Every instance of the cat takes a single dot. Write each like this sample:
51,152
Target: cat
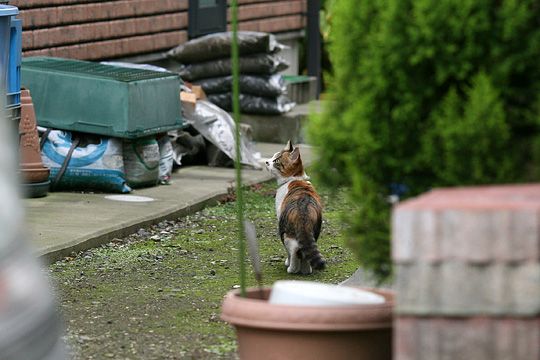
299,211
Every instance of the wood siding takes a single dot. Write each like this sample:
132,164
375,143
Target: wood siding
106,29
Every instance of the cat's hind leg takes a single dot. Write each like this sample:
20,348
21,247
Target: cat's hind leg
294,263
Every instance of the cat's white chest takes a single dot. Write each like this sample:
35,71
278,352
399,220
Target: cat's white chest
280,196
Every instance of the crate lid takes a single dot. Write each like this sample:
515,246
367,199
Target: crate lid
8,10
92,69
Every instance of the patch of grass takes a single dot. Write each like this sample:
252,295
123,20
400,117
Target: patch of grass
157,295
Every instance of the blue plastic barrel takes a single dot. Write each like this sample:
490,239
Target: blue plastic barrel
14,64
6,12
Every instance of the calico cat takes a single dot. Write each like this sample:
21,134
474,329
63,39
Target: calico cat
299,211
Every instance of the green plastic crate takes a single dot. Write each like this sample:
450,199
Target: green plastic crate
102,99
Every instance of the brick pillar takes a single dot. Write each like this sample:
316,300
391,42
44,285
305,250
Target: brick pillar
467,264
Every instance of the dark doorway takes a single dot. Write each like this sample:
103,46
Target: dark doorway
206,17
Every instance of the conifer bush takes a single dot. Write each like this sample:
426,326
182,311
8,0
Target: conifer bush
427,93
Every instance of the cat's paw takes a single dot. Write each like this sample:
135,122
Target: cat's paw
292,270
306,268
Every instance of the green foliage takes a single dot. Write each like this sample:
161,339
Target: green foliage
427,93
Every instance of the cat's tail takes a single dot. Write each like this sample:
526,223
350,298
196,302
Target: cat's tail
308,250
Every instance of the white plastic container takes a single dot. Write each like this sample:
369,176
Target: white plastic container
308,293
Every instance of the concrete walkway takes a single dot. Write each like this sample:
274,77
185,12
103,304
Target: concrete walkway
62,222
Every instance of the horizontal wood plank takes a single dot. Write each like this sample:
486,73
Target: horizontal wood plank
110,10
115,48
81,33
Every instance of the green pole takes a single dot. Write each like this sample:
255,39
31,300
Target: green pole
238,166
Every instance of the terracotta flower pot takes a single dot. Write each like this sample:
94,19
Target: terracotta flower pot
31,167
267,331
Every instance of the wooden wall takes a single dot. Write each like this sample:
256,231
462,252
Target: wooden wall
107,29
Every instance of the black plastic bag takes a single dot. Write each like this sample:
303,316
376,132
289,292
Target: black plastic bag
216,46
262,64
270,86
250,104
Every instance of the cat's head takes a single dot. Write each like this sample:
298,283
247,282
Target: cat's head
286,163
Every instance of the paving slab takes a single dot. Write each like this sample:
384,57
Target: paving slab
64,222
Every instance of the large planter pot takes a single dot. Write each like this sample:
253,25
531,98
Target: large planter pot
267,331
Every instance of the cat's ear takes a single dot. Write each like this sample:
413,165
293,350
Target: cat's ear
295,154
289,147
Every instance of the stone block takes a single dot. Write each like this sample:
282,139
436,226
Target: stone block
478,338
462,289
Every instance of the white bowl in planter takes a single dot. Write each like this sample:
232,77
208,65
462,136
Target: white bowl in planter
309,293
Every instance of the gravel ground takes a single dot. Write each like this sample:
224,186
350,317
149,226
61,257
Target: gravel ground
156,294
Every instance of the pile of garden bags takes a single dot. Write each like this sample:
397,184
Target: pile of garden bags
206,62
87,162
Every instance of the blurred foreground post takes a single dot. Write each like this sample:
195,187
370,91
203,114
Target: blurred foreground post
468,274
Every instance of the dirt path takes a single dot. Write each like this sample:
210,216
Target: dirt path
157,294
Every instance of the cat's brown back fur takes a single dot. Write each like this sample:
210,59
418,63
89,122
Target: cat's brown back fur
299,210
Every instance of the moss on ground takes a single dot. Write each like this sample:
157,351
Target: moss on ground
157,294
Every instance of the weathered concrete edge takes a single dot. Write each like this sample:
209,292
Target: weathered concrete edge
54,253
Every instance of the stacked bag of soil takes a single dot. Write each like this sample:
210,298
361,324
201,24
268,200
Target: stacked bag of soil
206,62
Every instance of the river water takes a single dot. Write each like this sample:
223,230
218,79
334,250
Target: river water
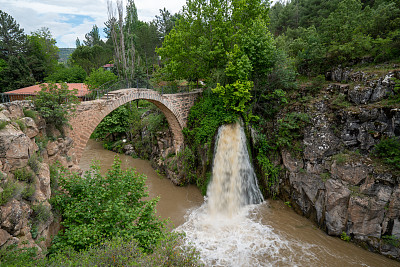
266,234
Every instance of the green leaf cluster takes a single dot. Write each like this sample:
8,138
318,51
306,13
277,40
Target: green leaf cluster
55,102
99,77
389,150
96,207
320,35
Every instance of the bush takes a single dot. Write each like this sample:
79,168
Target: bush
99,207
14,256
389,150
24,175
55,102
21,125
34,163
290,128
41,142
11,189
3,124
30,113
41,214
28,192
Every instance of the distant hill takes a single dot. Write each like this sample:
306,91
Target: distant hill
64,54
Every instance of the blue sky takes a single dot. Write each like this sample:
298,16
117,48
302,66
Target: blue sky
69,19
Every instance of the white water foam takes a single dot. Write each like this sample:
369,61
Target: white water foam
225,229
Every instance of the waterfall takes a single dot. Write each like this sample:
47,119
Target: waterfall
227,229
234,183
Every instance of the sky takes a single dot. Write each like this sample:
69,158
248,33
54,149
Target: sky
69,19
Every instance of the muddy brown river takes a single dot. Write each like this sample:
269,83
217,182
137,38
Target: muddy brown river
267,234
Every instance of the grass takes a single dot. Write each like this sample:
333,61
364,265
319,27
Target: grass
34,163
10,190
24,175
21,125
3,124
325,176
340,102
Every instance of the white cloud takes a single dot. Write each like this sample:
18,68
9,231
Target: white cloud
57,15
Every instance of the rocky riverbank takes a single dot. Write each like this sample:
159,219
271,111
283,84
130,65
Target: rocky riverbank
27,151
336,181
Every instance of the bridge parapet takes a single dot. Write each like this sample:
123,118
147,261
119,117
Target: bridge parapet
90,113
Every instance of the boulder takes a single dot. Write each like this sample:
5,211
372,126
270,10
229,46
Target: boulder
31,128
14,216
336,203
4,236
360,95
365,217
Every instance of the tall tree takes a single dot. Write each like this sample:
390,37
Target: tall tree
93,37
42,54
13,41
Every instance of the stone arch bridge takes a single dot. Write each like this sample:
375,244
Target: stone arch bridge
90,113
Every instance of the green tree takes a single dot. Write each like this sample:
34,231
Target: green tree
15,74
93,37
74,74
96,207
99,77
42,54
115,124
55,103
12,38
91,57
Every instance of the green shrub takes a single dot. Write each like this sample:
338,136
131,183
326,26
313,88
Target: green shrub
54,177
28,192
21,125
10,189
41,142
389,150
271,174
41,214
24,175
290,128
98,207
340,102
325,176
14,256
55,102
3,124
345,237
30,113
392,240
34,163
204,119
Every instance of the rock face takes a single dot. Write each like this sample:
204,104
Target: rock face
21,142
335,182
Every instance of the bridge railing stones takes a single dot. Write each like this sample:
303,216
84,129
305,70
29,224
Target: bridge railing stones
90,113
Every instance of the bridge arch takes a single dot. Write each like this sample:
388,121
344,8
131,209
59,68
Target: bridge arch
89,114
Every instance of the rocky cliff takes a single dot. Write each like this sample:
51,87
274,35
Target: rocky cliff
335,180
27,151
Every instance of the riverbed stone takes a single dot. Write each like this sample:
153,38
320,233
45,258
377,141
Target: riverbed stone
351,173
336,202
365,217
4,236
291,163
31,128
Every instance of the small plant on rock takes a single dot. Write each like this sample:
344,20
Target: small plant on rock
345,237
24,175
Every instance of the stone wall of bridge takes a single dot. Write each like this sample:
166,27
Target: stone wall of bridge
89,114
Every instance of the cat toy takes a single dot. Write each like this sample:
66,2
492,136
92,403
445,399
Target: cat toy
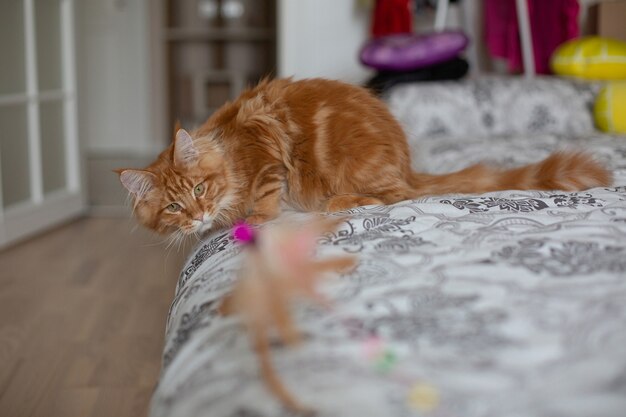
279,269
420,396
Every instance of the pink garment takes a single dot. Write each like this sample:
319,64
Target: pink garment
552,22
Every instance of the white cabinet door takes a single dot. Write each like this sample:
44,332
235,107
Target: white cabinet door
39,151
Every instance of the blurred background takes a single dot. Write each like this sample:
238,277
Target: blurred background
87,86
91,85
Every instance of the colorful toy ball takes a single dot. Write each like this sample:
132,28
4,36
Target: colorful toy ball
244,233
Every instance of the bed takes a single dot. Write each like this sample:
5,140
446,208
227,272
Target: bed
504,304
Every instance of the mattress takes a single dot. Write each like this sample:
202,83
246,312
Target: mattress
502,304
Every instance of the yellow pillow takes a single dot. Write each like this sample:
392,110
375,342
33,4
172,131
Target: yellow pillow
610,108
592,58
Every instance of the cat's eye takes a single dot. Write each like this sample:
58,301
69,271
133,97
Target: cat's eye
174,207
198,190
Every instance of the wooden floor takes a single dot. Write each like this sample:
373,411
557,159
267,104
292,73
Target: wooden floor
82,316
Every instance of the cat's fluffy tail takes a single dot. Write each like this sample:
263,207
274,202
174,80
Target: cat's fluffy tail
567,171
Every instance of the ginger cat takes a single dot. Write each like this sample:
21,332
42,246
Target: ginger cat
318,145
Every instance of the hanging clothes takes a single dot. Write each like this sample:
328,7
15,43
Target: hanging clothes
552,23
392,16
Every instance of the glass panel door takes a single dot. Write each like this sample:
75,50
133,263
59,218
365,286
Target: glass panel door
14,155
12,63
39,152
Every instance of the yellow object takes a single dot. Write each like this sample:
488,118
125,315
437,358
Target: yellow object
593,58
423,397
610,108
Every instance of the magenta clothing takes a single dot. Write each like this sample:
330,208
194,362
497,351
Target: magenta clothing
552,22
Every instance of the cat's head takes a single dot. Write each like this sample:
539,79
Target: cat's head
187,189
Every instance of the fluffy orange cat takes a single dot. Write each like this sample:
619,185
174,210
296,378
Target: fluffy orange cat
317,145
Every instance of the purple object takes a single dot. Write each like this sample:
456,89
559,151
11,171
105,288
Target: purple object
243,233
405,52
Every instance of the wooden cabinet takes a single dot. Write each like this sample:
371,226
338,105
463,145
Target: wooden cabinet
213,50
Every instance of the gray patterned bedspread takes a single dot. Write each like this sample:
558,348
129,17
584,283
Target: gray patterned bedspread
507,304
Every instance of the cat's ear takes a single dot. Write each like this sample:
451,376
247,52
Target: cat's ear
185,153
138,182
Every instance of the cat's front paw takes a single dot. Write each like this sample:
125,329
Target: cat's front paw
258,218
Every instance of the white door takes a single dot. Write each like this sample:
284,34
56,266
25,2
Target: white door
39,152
════════
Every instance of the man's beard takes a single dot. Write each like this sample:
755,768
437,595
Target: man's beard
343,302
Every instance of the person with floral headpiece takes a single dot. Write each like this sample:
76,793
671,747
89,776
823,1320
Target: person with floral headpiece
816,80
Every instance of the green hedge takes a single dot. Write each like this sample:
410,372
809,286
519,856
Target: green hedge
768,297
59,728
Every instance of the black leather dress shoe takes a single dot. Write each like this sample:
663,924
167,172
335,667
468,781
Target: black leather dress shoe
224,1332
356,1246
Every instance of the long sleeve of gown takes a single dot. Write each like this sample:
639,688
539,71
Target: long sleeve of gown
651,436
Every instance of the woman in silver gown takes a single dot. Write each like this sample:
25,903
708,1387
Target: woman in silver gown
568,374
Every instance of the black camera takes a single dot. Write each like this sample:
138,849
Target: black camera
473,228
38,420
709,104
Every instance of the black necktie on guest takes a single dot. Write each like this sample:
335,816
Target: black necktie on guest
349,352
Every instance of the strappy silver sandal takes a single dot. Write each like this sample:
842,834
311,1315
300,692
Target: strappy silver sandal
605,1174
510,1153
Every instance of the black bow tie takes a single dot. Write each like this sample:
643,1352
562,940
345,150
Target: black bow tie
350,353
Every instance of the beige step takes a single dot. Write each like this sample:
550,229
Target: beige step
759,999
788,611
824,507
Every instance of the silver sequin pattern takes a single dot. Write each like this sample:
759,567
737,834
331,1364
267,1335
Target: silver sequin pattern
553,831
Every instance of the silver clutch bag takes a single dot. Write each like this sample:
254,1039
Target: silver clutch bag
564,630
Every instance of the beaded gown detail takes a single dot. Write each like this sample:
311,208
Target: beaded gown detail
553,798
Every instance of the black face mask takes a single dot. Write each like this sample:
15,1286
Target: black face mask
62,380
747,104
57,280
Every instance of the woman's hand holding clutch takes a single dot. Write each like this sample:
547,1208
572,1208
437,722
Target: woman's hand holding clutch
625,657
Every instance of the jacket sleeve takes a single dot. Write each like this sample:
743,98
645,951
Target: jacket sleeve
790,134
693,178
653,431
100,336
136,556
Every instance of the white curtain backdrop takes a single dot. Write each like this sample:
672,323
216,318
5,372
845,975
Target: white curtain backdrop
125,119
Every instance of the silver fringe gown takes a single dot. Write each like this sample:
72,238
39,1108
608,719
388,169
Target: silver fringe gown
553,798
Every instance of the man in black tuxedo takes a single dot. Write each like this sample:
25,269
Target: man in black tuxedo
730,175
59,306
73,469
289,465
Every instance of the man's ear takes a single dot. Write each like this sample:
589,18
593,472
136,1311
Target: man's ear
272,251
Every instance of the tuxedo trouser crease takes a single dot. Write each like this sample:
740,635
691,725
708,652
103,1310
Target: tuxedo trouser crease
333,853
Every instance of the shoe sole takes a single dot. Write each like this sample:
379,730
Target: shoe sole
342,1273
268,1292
════════
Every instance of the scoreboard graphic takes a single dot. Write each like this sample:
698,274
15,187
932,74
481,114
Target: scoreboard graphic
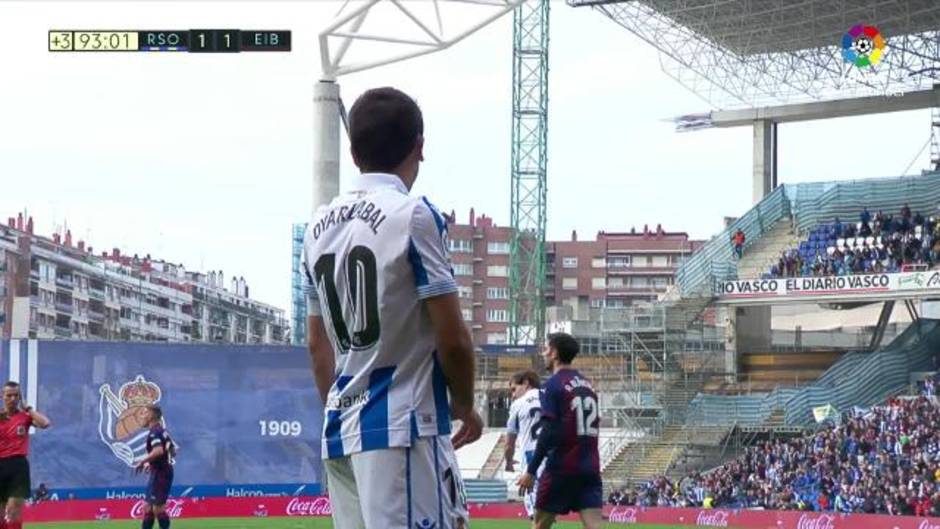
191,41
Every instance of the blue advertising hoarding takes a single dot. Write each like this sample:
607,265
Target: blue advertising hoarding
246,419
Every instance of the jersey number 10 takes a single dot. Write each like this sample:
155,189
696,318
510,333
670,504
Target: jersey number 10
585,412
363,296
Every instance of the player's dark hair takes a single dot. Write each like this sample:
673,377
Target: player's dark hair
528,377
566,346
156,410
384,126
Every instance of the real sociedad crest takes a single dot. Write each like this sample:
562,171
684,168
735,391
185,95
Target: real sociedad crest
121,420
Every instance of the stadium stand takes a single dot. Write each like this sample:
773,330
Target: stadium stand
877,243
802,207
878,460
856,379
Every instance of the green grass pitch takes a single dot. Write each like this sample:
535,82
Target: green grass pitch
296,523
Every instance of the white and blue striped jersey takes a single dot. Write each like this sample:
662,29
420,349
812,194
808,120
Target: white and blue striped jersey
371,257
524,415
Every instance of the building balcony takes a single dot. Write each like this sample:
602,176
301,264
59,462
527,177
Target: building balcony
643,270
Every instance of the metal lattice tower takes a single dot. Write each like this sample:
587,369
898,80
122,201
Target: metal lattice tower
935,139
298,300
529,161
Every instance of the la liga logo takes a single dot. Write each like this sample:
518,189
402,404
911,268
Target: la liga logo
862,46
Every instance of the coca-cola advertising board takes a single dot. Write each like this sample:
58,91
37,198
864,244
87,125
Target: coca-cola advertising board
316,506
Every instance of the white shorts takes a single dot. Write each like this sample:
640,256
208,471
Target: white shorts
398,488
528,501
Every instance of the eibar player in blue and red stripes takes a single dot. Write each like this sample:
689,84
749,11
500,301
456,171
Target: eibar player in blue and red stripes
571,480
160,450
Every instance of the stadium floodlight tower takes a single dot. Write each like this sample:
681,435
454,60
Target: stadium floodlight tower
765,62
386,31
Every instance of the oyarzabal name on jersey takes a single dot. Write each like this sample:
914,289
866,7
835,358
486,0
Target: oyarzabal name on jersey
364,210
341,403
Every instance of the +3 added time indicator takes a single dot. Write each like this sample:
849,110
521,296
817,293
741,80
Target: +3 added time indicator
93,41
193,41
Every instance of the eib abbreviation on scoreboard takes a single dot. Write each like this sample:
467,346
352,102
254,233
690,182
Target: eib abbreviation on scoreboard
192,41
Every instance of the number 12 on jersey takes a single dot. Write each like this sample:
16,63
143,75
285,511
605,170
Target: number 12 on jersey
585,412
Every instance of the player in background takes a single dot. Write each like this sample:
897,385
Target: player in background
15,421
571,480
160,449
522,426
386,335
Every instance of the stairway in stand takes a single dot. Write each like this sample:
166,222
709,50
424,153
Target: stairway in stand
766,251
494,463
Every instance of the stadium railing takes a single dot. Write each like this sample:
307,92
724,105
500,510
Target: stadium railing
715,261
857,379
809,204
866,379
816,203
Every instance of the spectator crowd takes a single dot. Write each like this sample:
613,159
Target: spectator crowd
════════
Revise the data from the line with "Every instance of the number" to the line with "Target: spectator crowd" by changing every "single dot" to "single point" and leaving all else as it is. Return only those lines.

=== EXERCISE OUTPUT ===
Every instance of the number 12 on jersey takes a single point. Write each like this sample:
16,63
143,75
285,511
605,170
Target: number 12 on jersey
585,412
Every instance of the player in background takes a single point. Write each like this sample:
897,385
Target: player in background
15,421
571,480
160,449
522,426
386,335
Every instance of the stairway in stand takes a single point. Write each like this sample:
166,222
709,50
424,153
Target: stairway in stand
766,251
494,463
Every instance of the stadium railing takes a single point. Write each like this sample:
307,92
724,105
500,510
Target: stadium railing
715,261
857,379
809,204
866,379
816,203
Every instance of the spectator crowd takes a single point. Write each like this sample:
613,159
Target: spectator crowd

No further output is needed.